--- Dataset extract ---
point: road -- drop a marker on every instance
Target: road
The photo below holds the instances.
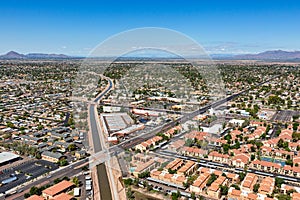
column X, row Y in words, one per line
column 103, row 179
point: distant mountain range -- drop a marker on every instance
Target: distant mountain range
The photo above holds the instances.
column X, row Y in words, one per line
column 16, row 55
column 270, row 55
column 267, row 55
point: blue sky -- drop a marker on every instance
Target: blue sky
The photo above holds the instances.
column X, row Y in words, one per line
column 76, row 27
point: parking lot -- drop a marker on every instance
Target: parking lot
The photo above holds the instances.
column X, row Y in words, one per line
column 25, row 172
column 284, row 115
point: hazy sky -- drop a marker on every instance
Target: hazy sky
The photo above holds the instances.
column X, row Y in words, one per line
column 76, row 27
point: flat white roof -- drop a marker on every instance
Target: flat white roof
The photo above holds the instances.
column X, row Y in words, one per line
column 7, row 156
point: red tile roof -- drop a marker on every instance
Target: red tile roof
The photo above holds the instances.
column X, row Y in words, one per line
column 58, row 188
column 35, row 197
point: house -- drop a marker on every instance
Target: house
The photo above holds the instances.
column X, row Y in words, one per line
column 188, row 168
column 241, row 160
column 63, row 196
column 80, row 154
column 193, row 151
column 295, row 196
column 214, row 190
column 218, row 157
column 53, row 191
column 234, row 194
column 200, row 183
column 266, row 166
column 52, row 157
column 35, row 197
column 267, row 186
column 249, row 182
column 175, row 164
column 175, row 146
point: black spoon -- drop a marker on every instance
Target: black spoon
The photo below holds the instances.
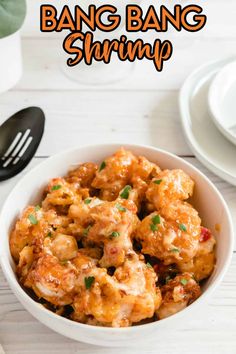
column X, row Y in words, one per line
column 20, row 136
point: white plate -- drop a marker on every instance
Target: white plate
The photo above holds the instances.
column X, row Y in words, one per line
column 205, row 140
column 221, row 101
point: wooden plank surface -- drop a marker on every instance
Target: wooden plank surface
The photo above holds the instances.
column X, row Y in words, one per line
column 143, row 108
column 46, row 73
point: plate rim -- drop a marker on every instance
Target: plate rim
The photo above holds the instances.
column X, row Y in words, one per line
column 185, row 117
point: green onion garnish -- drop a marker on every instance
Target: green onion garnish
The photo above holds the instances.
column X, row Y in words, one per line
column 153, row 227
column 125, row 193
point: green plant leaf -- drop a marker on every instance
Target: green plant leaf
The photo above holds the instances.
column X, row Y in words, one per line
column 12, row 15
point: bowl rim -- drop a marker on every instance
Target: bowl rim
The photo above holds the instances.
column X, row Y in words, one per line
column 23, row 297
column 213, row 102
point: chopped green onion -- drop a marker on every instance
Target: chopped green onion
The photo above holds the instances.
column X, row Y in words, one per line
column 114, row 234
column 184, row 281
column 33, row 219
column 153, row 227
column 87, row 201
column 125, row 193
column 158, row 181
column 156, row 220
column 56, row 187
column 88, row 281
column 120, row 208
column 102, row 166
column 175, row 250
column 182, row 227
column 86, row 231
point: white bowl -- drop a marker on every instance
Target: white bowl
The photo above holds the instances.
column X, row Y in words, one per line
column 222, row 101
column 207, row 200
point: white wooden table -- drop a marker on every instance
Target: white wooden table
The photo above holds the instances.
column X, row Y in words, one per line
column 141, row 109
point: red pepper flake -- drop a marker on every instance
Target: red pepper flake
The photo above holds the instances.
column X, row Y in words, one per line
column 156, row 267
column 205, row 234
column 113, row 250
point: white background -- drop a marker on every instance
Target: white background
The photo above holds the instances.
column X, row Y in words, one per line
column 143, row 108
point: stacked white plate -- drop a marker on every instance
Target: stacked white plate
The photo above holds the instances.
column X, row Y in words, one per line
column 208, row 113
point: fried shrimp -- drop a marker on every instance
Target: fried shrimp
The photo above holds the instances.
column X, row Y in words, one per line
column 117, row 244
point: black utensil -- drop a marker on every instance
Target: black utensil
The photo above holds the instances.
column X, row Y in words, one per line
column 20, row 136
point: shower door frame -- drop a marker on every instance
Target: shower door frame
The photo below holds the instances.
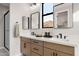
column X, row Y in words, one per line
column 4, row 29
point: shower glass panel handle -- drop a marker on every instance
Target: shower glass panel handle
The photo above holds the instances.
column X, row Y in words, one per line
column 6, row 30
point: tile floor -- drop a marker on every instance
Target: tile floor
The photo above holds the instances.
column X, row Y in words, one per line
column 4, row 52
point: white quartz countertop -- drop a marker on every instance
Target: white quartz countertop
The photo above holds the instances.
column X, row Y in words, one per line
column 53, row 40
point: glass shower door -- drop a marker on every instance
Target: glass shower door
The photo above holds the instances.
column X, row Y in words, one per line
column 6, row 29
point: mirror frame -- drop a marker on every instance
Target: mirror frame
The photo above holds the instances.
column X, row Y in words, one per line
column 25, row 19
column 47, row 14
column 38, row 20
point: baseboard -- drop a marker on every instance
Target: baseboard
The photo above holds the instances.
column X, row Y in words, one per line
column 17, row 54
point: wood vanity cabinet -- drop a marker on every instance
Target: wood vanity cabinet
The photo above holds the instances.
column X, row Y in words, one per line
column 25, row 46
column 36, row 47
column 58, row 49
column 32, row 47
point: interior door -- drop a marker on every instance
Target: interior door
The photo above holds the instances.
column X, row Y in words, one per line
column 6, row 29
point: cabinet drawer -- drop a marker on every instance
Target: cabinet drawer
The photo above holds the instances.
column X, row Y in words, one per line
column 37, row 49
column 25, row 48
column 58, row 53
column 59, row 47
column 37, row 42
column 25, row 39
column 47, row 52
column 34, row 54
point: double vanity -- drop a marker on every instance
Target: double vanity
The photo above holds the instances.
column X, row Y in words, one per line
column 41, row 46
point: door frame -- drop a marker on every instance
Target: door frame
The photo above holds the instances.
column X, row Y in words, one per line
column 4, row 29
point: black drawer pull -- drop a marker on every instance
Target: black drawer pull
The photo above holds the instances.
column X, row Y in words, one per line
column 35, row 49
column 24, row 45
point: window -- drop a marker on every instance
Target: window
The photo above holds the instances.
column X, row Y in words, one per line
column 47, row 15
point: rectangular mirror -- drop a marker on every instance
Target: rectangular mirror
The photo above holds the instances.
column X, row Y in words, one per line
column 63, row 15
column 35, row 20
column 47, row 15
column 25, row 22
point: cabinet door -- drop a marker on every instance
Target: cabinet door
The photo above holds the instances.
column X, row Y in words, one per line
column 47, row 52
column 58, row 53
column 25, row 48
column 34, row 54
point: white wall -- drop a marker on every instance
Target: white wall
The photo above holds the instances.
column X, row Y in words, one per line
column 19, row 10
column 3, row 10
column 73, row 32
---
--- Dataset extract ---
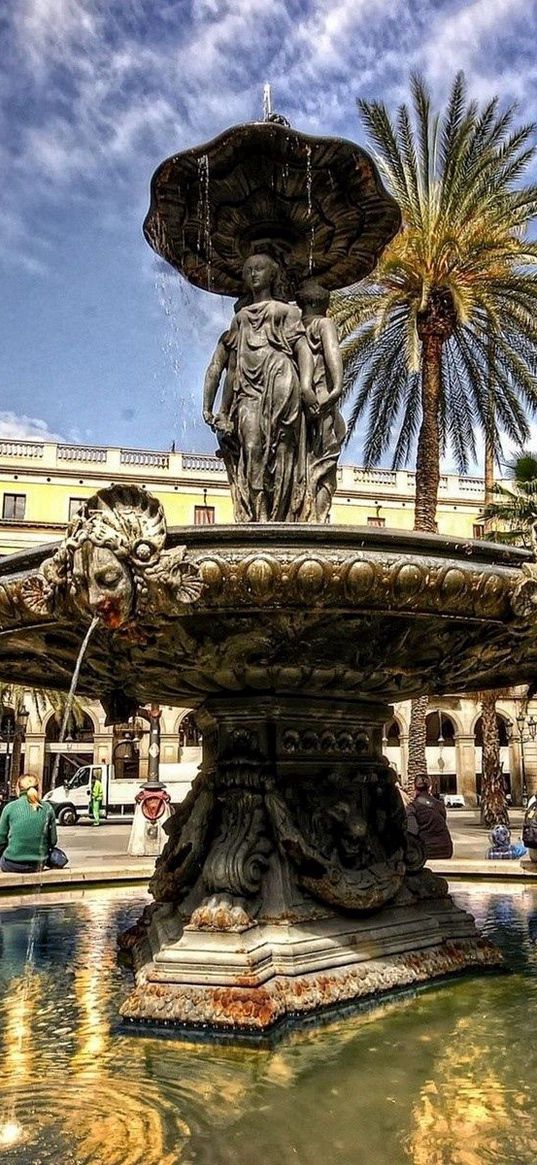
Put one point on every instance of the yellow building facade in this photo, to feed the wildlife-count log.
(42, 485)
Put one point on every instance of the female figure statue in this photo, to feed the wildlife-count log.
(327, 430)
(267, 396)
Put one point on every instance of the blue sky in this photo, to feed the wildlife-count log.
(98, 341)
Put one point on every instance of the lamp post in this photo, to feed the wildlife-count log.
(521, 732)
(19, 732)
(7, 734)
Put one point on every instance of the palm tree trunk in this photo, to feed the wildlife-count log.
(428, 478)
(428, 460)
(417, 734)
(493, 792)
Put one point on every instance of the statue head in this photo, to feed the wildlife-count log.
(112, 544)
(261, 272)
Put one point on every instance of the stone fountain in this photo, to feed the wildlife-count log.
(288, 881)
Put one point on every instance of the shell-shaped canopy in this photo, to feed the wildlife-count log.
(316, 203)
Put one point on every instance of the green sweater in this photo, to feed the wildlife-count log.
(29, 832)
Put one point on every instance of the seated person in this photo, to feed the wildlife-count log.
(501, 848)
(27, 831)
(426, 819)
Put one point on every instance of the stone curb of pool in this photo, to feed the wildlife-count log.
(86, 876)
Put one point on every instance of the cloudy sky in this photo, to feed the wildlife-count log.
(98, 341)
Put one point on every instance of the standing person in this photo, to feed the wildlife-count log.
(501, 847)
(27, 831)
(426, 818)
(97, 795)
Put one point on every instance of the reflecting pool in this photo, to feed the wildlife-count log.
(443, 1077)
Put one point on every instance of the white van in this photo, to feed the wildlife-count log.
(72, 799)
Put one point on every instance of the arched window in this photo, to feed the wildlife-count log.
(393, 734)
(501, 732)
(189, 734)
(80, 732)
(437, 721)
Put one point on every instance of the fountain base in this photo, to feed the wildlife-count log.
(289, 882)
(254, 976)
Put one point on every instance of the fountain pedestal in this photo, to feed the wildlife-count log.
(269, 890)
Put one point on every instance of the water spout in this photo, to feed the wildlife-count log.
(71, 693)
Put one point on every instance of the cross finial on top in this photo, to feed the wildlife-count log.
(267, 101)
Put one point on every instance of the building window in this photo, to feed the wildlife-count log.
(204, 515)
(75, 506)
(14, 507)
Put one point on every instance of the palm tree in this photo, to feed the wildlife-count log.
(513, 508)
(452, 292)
---
--- Dataset extract ---
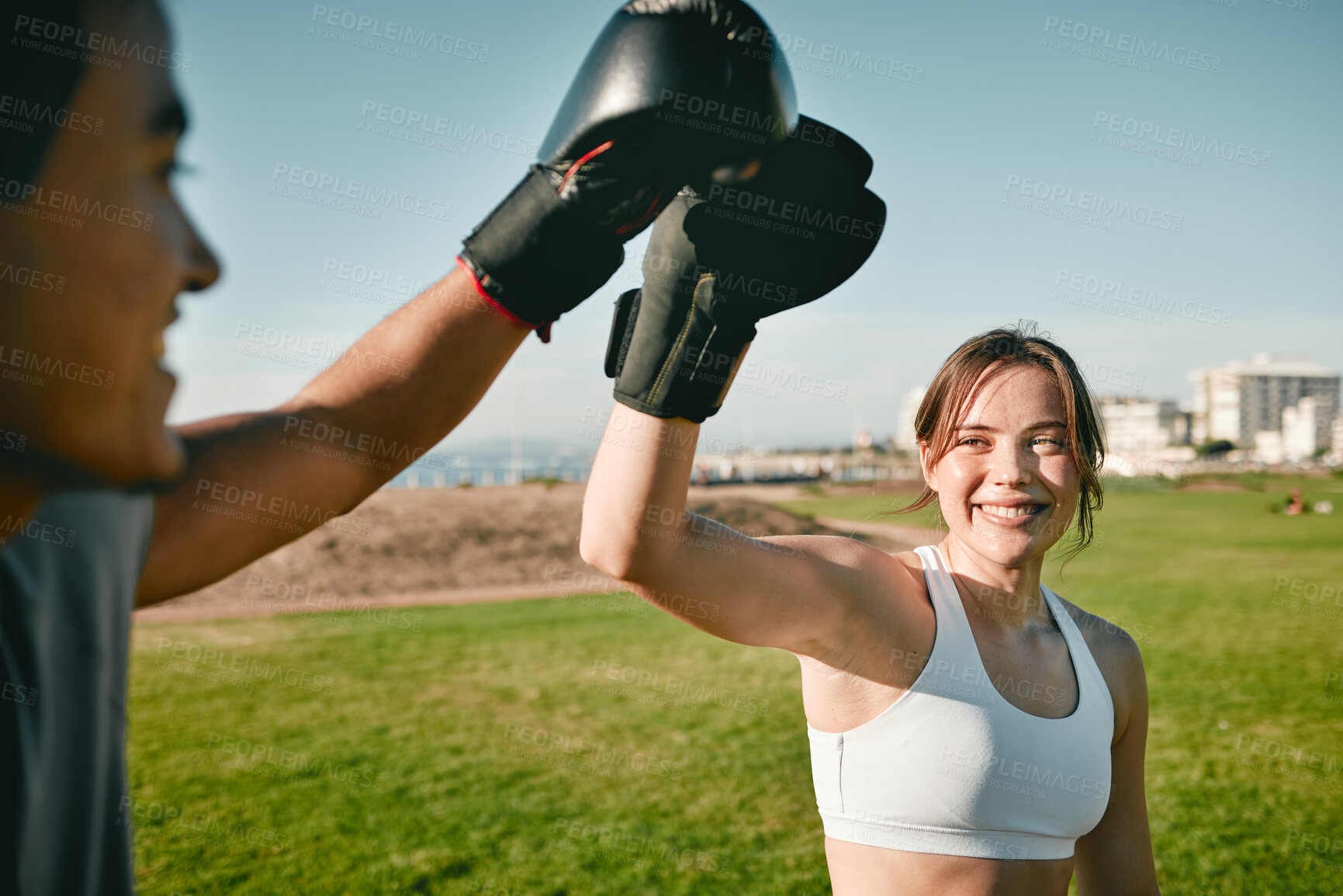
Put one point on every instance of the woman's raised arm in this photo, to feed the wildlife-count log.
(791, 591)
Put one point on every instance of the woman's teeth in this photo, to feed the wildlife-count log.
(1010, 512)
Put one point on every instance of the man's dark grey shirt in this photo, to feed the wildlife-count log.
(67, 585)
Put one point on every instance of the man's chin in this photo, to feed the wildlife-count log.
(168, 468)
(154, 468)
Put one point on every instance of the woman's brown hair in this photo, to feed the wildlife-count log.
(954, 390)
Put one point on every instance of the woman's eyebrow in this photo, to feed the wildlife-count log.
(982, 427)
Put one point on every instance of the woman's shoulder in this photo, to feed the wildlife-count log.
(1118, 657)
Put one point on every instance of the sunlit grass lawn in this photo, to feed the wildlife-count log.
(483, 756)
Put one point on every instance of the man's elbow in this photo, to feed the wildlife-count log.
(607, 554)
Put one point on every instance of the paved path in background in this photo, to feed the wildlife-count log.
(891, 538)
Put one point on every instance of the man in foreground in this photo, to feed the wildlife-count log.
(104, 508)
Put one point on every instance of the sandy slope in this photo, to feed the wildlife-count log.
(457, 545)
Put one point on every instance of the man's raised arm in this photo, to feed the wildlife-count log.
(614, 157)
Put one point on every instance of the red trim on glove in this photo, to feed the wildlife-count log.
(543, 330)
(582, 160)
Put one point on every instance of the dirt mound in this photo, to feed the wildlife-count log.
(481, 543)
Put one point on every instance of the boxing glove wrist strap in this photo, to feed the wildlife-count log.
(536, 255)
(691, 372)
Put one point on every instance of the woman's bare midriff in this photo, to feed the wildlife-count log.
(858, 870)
---
[Problem] Count every line of the records that includes "leaf", and give that number with no other words.

[Solution below] 2